◆ CONSIGNE DONNÉE 1 ◆
Reproduisez fidèlement le passage de l'extrait qui s'ouvre sur les mots contenant "Dans un environnement" et se clôt sur "de la société.".
◆ CONSIGNE DONNÉE 2 ◆
Résumez l'extrait en deux phrases.
◆ CONSIGNE DONNÉE 3 ◆
D'après l'extrait, quelle fonction Pierre Bessard occupe-t-il ?

◆ EXTRAIT ◆
Dans un environnement où l’État dépense chaque année davantage, mais où la propagande officielle des processus budgétaires laisse supposer des «économies», voire des «caisses vides», le postulat de l’État svelte semble bien lointain. La Suisse est relativement moins fiscalement opprimée que ses grands voisins, mais Genève et la Suisse romande, en particulier, ne font pas figure de modèles. De plus, au niveau national, les paramètres de la prévoyance étatisée et la nouvelle politique énergétique annoncent une nouvelle hausse de la charge fiscale. La conférence de l’Institut Libéral du 20 mars s’est penchée sur les limites à poser à la fiscalisation croissante de la société.
Dans son introduction, Pierre Bessard, directeur de l’Institut Libéral, a relevé que les recettes fiscales augmentent constamment de façon surproportionnelle non seulement en raison de la progressivité de l’impôt, mais aussi de l’augmentation de la productivité et donc des revenus dans le secteur privé, et de l’accroissement de la population. Or ces recettes sont typiquement dissipées à travers les hausses de budget des collectivités publiques. Le frein à l’endettement, dans certains cantons et au niveau fédéral, a pu enrayer la spirale déficitaire, mais il manque un ajustement des taux à la baisse pour éviter le gonflement continu de l’État. Cela soulève des questions d’équité et de justice, afin de mieux protéger la propriété individuelle et de moins entraver la croissance économique.

◆ INFORMATIONS EXTRAITES ◆
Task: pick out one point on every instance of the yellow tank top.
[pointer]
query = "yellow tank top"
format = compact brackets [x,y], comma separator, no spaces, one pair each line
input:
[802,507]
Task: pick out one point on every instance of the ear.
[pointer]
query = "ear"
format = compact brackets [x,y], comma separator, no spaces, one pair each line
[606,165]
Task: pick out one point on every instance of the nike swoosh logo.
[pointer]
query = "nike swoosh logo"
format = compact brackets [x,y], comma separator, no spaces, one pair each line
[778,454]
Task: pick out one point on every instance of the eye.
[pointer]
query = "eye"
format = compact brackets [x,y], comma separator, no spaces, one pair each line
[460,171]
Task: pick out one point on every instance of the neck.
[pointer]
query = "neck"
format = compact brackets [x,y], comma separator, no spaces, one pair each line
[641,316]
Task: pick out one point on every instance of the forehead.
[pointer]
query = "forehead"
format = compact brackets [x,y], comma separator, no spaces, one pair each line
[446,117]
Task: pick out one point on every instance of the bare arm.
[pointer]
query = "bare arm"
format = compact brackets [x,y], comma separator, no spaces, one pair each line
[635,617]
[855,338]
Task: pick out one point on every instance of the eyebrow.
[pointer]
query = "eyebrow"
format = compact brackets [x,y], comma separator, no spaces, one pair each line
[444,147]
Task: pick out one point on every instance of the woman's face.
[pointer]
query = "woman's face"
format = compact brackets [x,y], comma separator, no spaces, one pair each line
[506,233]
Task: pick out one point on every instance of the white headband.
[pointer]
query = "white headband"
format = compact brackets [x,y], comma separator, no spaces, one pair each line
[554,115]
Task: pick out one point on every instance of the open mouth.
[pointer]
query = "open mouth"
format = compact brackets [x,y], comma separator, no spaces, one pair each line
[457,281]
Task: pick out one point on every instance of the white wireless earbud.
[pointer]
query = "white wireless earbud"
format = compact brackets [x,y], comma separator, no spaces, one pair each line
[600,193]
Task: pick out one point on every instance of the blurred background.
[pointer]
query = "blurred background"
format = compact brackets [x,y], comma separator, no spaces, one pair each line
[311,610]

◆ CORRIGÉ DE L'EXERCICE 1 ◆
Dans un environnement où l’État dépense chaque année davantage, mais où la propagande officielle des processus budgétaires laisse supposer des «économies», voire des «caisses vides», le postulat de l’État svelte semble bien lointain. La Suisse est relativement moins fiscalement opprimée que ses grands voisins, mais Genève et la Suisse romande, en particulier, ne font pas figure de modèles. De plus, au niveau national, les paramètres de la prévoyance étatisée et la nouvelle politique énergétique annoncent une nouvelle hausse de la charge fiscale. La conférence de l’Institut Libéral du 20 mars s’est penchée sur les limites à poser à la fiscalisation croissante de la société.

◆ CORRIGÉ DE L'EXERCICE 2 ◆
Alors que l'État dépense chaque année davantage et que la prévoyance étatisée et la nouvelle politique énergétique annoncent une nouvelle hausse de la charge fiscale, la conférence de l'Institut Libéral du 20 mars s'est penchée sur les limites à poser à la fiscalisation croissante de la société. Pierre Bessard, directeur de l'Institut Libéral, y a relevé que les recettes fiscales augmentent de façon surproportionnelle et sont dissipées à travers les hausses de budget, et que le frein à l'endettement manque d'un ajustement des taux à la baisse pour éviter le gonflement continu de l'État.

◆ CORRIGÉ DE L'EXERCICE 3 ◆
Il est directeur de l'Institut Libéral.